━━━ Page ━━━
A hydraulically or pneumatically releasable disconnecting device (1), through which a liquid can flow, and wherein two end pieces (2, 3) are connected in that an expandable locking ring (20) in normal position engages grooves (23) in a locking sleeve (10). An axially displaceable locking sleeve (6) surrounds the locking ring (20) with one end thereof and prevents the locking ring (20) from expanding and disengage the grooves (23). The locking sleeve (6) is fixed with shear pins (7). When the disconnecting device (1) is to be released, a sealing body (14) is placed in a seat (13) in a piston sleeve (12), preventing flow of liquid therethrough. Hydraulic force acting against the sealing body (14) and the piston sleeve (12), urges the piston sleeve (12) against the safety sleeve (6) such that the shear pins (7) are broken. Thus, the safety sleeve (6) is displaced such that it can no longer surround the locking ring (20). The grooves (23) are provided with inclined flanks, and the axial force against the locking ring (20) gives a resultant radial force causing the locking ring (20) to expand and disengage the grooves (23) in the locking sleeve (10).

Description

This invention relates to a hydraulically releasable disconnecting device, particularly for use together with equipment carried down into an oil or gas well.
When operating in an oil or gas well, there exists a need for carrying various tools etc. down into the well. The tool is attached to the end of a coil pipe which, in addition to carry the tool, also gives an opportunity of circulating liquid within the well.
It happens that tools get stuck in the well and that it is necessary to convey down special equipment in order to bring it up. Therefore, the coil pipe must be capable of being disconnected from the tool and to be pulled out of the well. In order to have a controlled disconnection, a disconnecting device is placed between tool and coil pipe.
Disconnecting devices have a through-going liquid channel and consist of two main parts releasably coupled together by means of a locking mechanism. When the disconnecting device is released, the two main parts are disconnected.
There are simple disconnecting devices which release upon the occurence of a predetermined traction force, but it is more common to use disconnecting devices which release hydraulically. When releasing hydraulically, a sealing body is first pumped through the coil pipe until it lands in a valve seat in the disconnecting device. The sealing body blocks the liquid flow through the disconnecting device, and continued pumping gives a hydraulic pressure increase and a force releasing the locking mechanism.
In known disconnecting devices, springy finger-like catchers having external enter hooks on the one main part are adapted to be conducted into a hole having an internal catching groove in the other main part. When the enter hooks which are disposed along the periphery of a cylinder, are conducted into the hole, the enter hooks on the catchers mesh with the catching groove. Then, a safety sleeve is guided in between the catchers and prevents these from springing back; then, the enter hooks can not leave the catching groove. The safety sleeve is attached by means of shear pins, and the two main parts of the disconnecting device are locked to each other. The safety sleeve has a passage for liquid and is provided with a seat adapted to receive a sealing body. When the sealing body, normally a steel ball, is carried in and rests against the seat in the safety sleeve, the passage for liquid is closed. When the liquid pressure increases, an axially directed force acts on the sealing body and the safety sleeve. Upon the occurence of a predetermined force, the shear pins are broken, and the safety sleeve is displaced such that it no longer prevents the catchers from leaving the catching groove. Then, the two main parts of the disconnecting device may be separated from each other.
━━━
* Stated task A
Quote the disconnecting-device text word for word, starting at "Description" and ending at "or gas well.".
* Stated task B
In the disconnecting-device text, what is the sealing body normally?
* Stated task C
Write the next part of the disconnecting-device text, picking up after its final sentence.
━━━ Listed entries ━━━
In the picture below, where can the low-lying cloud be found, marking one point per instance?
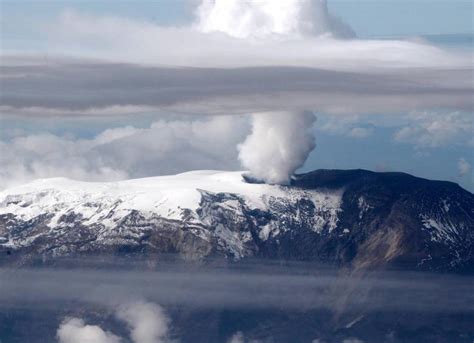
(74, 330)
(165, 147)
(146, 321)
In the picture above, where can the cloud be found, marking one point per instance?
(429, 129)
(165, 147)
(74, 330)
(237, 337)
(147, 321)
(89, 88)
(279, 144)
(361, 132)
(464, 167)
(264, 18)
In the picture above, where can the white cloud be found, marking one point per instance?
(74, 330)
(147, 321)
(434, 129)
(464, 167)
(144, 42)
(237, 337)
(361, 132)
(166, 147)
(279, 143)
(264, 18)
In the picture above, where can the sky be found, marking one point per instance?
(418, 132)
━━━
━━━ Listed entries ━━━
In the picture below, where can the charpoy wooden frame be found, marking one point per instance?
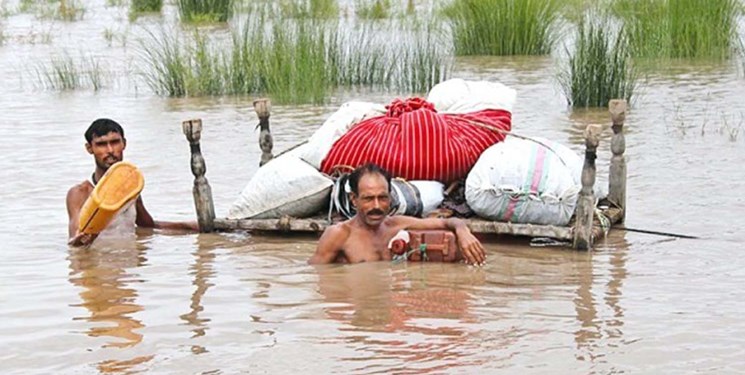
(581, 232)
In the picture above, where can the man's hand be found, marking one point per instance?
━━━
* Expected output A
Description

This invention relates to a hydraulically releasable disconnecting device, particularly for use together with equipment carried down into an oil or gas well.

* Expected output B
A steel ball.

* Expected output C
The finger-like catchers are subjected to breakage. A reason to this is the use of rotational and striking tools which give vibrations and fatigue. Bending forces lead to that one of the catchers or a few of them transfer all forces between the two main parts of the disconnecting device, some of the catchers, thus, being overloaded. When an acidizing of a well is carried out, acid is pumped through the disconnecting device. The catchers exhibit a large surface and are, thus, subjected to acid attack. The catchers are corroded, the cross-section thereof being reduced. In order to increase the strength of the catchers and the resistance to acid thereof, the dimensions of the catchers have been increased, and various types of material have been tried out. The result is disconnecting devices having vigorous and relatively rigid catchers requiring a large force to mount and release the locking mechanism. Even with said improvements the catchers are subjected to breakage. Also, disconnecting devices have been made where said catchers are shielded from the liquid flow, but a disadvantage of such shielding is that the area of the through-going channel of the disconnecting device is reduced.
An object of the invention is to provide a disconnecting device having great strength and, thus, high safety. Also, it is an object that the disconnecting device should be simple to mount, and that little or no force is required to open the disconnecting device after the securing means has been neutralized. Further, it is an object that the locking mechanism should be shielded against aggressive liquid such as corrosive and abrasive (containing solid matter particles) liquids, flowing through or past the disconnecting device. It is also an object to secure the shear pins from falling out, and that they are shielded against attacks from aggressive liquids flowing through or past the disconnecting device.
The objects are achieved by means of features as defined in the following claims.
An embodiment of the invention is described in the following with reference to the attached drawings, wherein:
FIG. 1 shows a side elevational view, partly in section, of a disconnecting device wherein a ball-shaped sealing body is placed in a seat, so that the disconnecting device is ready to be released;
FIG. 2 shows the disconnecting device after the securing means has been neutralized;
FIG. 3 shows the disconnecting device after release;
FIG. 4 shows the disconnecting device after the two main parts thereof have been entirely separated from each other;
FIG. 5 shows, on a larger scale, a segmented locking ring, seen from the end and in section;
FIG. 6 shows, on the same larger scale, a piston sleeve, seen from above and in section.
In FIG. 1, reference numeral 1 denotes a substantially tubular disconnecting device having a first end piece 2 and a second end piece 3. As known, the end pieces 2, 3 are provided with respectively internal and external connection threads, packer faces and grooves for packers. The disconnecting device is, as known, adapted to be jointed into a pipe string.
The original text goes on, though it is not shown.